(Image entries on named regions)
"""
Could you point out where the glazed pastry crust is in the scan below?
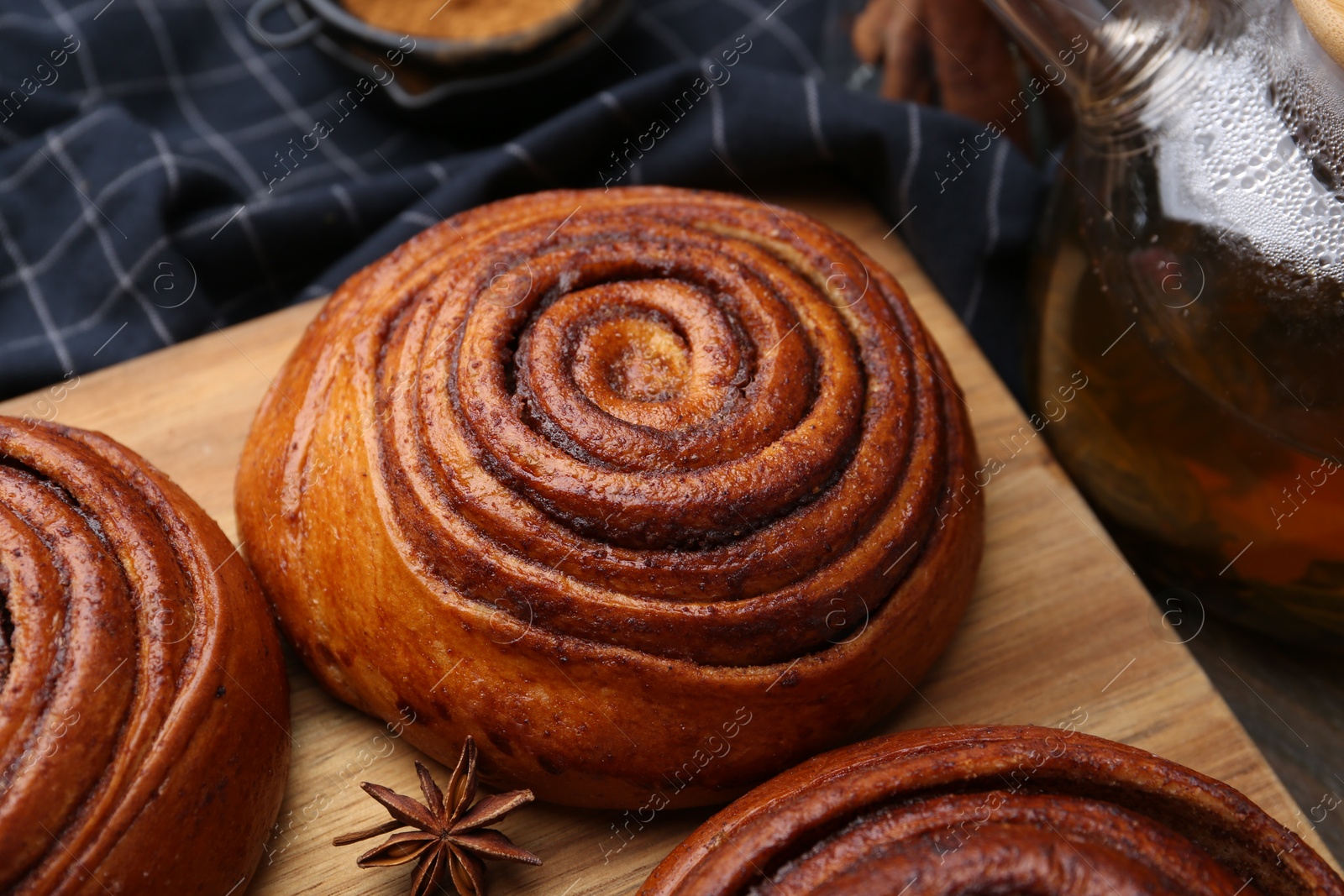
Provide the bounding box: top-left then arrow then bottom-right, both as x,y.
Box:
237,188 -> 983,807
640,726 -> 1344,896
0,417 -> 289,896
"""
Swap "pastry crust" for "pie crust" throughout the material above and write it out again with everything else unchanged. Leave the pictures out.

- [SOLUTION BELOW]
Could you point out where the glazed pie crust is in the scan below?
Provide the bounding box: top-left then arrow then bottom-right, both as x,y.
Box:
237,188 -> 983,807
640,726 -> 1344,896
0,417 -> 289,896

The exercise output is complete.